Declining Medicare Advantage star ratings have led health insurance companies to seek cost savings that are having downstream consequences for healthcare providers.
The quality measurement program applies only to insurers, but their responses to toughened standards and less bonus revenue has implications for providers engaged in risk-sharing arrangements with them, executives said.
Related: Star ratings dim for nearly 10% of Medicare Advantage plans
After relaxing its rules during the height of the COVID-19 pandemic, the Centers for Medicare and Medicaid Services has implemented policies over the past two years that make it more difficult for health insurance companies to earn the top scores that qualify them for extra payments. For example, the member experience metric now carries twice as much weight in the ratings formula, risk-adjustment audits are stricter and the agency modified how it accounts for outliers.
As a result, the star ratings for the 2024 plan year, announced last month, look quite different from the year before. Far fewer Medicare Advantage plans with prescription drug coverage earned at least four out of five stars and earned bonus payments and the average score fell to a five-year low.
Providers such as VillageMD that share upside and downside risk with Medicare Advantage carriers are directly affected by lower star ratings because both partners lose bonus revenue.
Insurers submit the quality data the CMS evaluates, and providers have no control over what transpires next. At least one insurer did not effectively share Walgreens subsidiary VillageMD’s quality data this year, which led a lower score and a financial loss for the primary care company, said Chief Medical Officer Dr. Stuart Levine.
“You get pretty frustrated with the payer and say, ‘Get it together, because we know we're at 4.2 stars with everybody else, and you're reporting us at 2.96,’” Levine said.
Providers can also get dinged when insurers combine patient data from multiple risk-bearing providers, which blurs the distinction between those meeting or exceeding quality metrics and those with average or below-average performances. VillageMD experienced this with one of its insurance partners this year when a weaker overall score meant it got less bonus money, Levine said.
This also means that the best providers don't necessarily get rewarded for their efforts, Levine said.
“I'm getting a lower star rating because you didn't do as well as I did,” Levine said. “That's where the plan has to step in and say, ‘OK, we're going to try to come up with a plan to make up for the poor-performing group,’ or have separate bids that separate the groups so that each of them can maximize their outcome.”
VillageMD is investing in medical management tools to increase its performance under measures CMS introduced this year for all-cause readmissions, transitions of care and follow-ups after emergency department visits, Levine said. But it's expensive, and the only way for VillageMD to achieve a return on investment is to ink full risk contracts with insurers, perform well in the program and collect bonus revenue, he said.
“There's some evolution that needs to take place in the stars program to get everybody oriented to both cost-effective care and measurement of outcomes,” Levine said. “Some of the star ratings are better than others.”

• **Supplied records**
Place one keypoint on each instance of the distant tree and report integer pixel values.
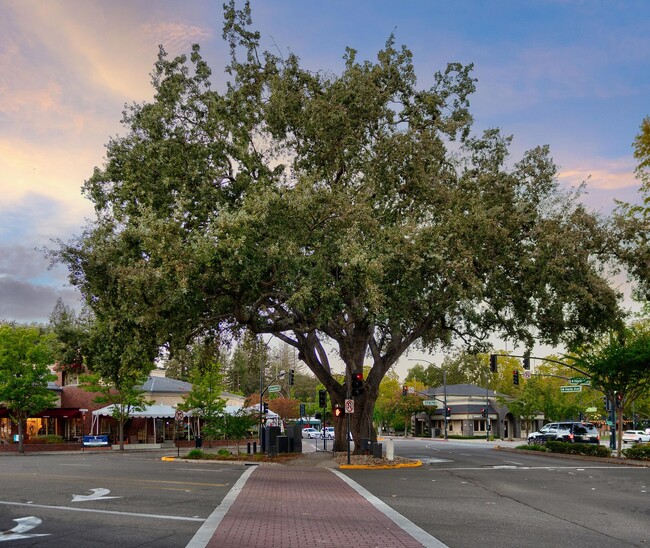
(126, 396)
(26, 353)
(633, 221)
(205, 401)
(238, 425)
(619, 366)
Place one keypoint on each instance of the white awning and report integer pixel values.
(155, 411)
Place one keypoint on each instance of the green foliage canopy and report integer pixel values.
(354, 208)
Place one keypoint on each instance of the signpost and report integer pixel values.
(570, 388)
(580, 380)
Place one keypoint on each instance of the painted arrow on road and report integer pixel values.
(24, 525)
(97, 494)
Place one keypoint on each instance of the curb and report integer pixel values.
(415, 464)
(589, 458)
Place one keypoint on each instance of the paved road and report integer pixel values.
(468, 494)
(142, 501)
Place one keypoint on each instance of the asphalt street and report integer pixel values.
(469, 494)
(107, 499)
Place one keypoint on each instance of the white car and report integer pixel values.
(310, 433)
(635, 436)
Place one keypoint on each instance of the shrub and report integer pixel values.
(50, 438)
(578, 449)
(533, 447)
(639, 451)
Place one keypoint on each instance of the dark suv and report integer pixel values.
(571, 432)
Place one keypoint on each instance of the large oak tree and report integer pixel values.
(352, 211)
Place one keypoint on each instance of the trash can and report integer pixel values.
(377, 452)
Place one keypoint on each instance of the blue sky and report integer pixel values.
(571, 74)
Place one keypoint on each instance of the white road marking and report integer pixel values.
(24, 525)
(98, 493)
(94, 511)
(416, 532)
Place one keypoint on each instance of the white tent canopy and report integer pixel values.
(154, 411)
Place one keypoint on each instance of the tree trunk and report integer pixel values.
(21, 435)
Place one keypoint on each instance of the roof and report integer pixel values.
(459, 390)
(163, 384)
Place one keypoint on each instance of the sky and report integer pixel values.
(571, 74)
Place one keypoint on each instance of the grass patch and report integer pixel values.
(592, 450)
(224, 454)
(639, 451)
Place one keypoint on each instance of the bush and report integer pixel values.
(50, 438)
(578, 449)
(640, 451)
(533, 447)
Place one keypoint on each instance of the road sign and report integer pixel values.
(570, 388)
(579, 380)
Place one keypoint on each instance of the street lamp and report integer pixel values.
(444, 388)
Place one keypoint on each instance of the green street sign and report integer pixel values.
(579, 380)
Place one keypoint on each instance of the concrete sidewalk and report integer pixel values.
(299, 506)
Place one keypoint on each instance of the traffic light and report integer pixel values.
(357, 384)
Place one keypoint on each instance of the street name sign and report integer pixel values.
(579, 380)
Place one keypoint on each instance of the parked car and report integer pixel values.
(571, 432)
(635, 436)
(310, 432)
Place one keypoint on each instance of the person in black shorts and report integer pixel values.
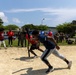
(51, 47)
(34, 45)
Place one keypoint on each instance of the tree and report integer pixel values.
(38, 27)
(1, 23)
(11, 26)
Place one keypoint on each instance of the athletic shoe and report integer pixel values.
(50, 70)
(69, 64)
(35, 56)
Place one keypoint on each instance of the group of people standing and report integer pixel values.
(51, 47)
(10, 35)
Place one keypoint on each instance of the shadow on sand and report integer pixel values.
(28, 59)
(30, 71)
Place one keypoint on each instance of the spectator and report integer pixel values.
(23, 39)
(19, 37)
(2, 38)
(10, 34)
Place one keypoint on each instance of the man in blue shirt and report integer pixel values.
(51, 47)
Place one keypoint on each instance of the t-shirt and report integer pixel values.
(47, 43)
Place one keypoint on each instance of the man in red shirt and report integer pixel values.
(10, 34)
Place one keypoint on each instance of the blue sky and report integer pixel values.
(47, 12)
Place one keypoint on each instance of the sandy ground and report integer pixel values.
(15, 61)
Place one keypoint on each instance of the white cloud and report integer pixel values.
(56, 15)
(16, 20)
(3, 17)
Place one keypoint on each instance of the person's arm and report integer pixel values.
(52, 39)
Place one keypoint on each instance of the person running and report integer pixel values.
(34, 45)
(51, 47)
(10, 34)
(2, 38)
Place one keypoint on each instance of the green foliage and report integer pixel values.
(66, 28)
(38, 27)
(11, 26)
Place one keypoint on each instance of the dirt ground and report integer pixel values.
(15, 61)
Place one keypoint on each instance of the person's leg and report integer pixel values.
(31, 50)
(56, 53)
(44, 59)
(4, 43)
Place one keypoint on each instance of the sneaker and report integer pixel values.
(50, 70)
(69, 64)
(35, 56)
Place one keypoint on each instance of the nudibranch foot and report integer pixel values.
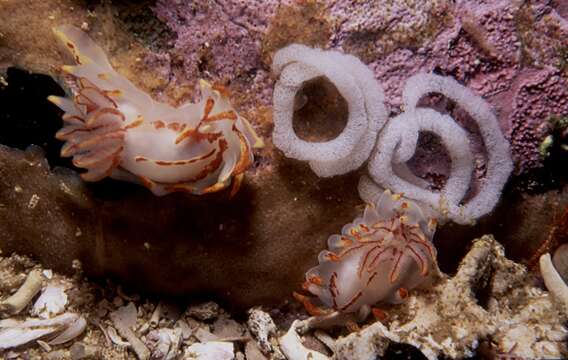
(377, 257)
(112, 129)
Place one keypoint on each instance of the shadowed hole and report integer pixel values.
(320, 111)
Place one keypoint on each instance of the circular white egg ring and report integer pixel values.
(297, 64)
(397, 143)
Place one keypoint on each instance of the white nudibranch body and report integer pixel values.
(111, 128)
(377, 258)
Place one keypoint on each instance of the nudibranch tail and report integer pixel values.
(377, 257)
(111, 128)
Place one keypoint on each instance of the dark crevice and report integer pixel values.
(27, 118)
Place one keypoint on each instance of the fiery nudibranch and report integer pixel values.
(377, 258)
(111, 128)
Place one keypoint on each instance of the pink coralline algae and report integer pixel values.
(539, 98)
(217, 40)
(493, 47)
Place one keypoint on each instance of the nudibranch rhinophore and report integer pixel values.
(377, 258)
(111, 128)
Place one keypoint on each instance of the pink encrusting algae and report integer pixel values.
(489, 46)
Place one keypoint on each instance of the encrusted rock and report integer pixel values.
(490, 297)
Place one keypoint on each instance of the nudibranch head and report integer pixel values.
(377, 257)
(111, 128)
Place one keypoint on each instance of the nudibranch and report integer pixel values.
(111, 128)
(378, 257)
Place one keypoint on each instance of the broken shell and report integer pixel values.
(74, 330)
(217, 350)
(291, 345)
(17, 302)
(560, 261)
(52, 301)
(15, 333)
(553, 281)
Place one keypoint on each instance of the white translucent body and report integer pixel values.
(114, 129)
(377, 258)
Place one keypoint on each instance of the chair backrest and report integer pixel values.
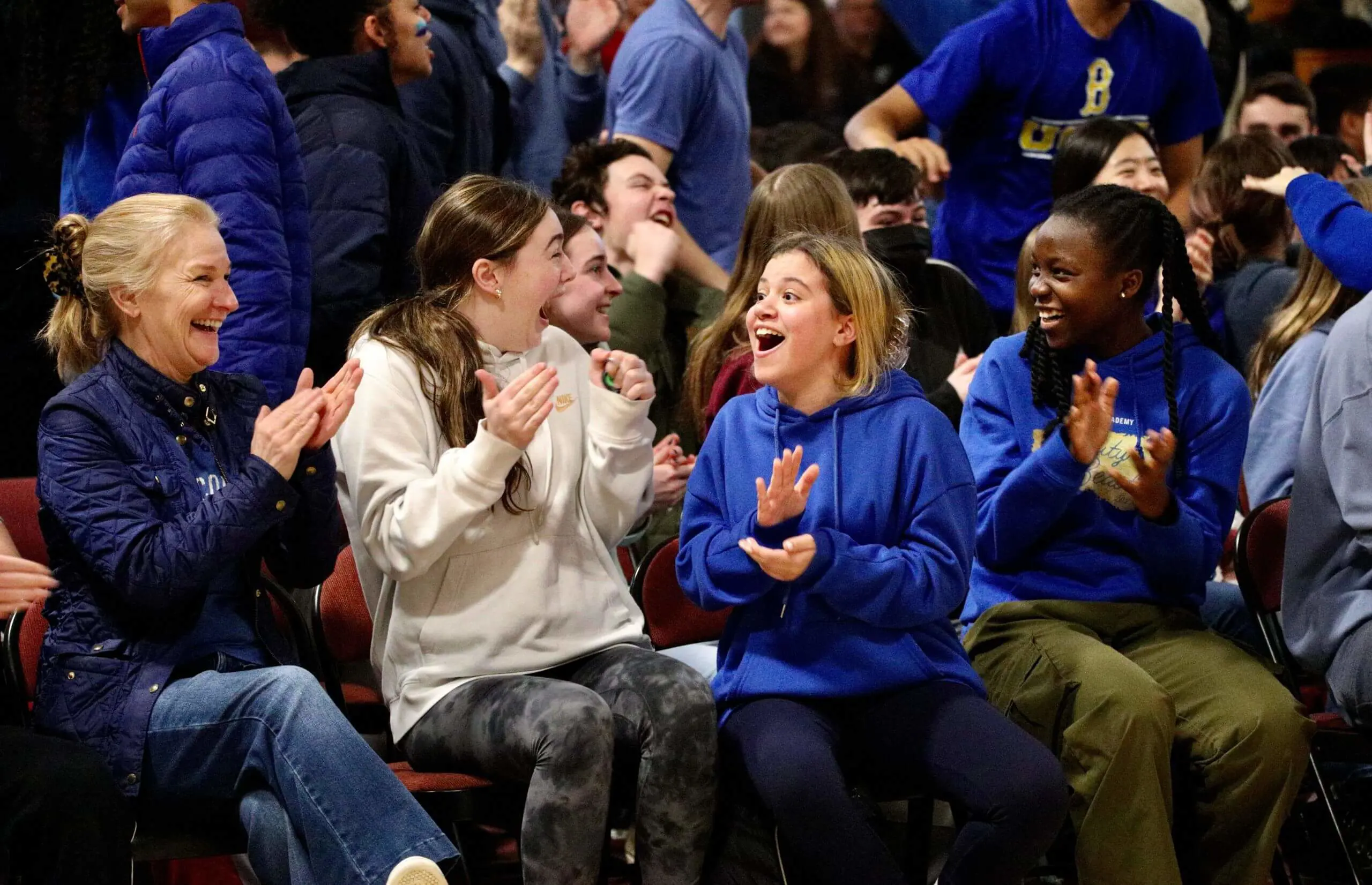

• **Instructions to follow**
Please repeat word for word the part of the article on Medicare Advantage star ratings that begins at the words "Declining Medicare Advantage" and stops after "them, executives said.". The records are separate from the article on Medicare Advantage star ratings.

• **Answer for the task**
Declining Medicare Advantage star ratings have led health insurance companies to seek cost savings that are having downstream consequences for healthcare providers.
The quality measurement program applies only to insurers, but their responses to toughened standards and less bonus revenue has implications for providers engaged in risk-sharing arrangements with them, executives said.